» The problem
Scale the coordinates in the data from its start through the line that contains "xmin=0 ymin=0 xmax=480 ymax=145", both ends included. Copy out every line, multiply each bounding-box coordinate in the answers by 1.25, and round to whole numbers with halves going up. Leave the pictures out.

---

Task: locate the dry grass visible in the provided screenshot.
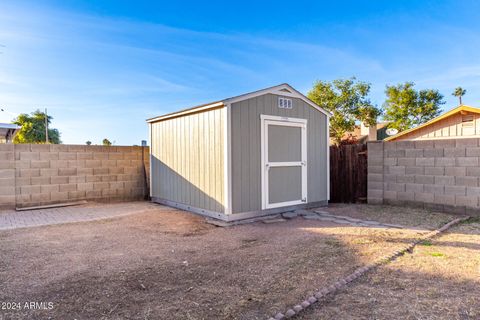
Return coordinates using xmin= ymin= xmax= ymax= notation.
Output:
xmin=0 ymin=206 xmax=472 ymax=319
xmin=299 ymin=221 xmax=480 ymax=320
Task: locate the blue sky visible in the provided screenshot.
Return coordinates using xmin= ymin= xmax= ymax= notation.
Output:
xmin=0 ymin=0 xmax=480 ymax=145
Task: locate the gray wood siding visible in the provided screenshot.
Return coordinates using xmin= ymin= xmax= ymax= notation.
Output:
xmin=151 ymin=108 xmax=226 ymax=213
xmin=231 ymin=94 xmax=328 ymax=213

---

» Exercise solution
Task: locate the dry grass visible in the provided screenshot.
Return coordinates using xmin= ymin= xmax= ymax= notation.
Output:
xmin=0 ymin=258 xmax=590 ymax=399
xmin=374 ymin=276 xmax=600 ymax=400
Task: locate the blue sky visible in the provided screenshot.
Return coordinates using xmin= ymin= xmax= ymax= notation.
Output:
xmin=0 ymin=0 xmax=600 ymax=181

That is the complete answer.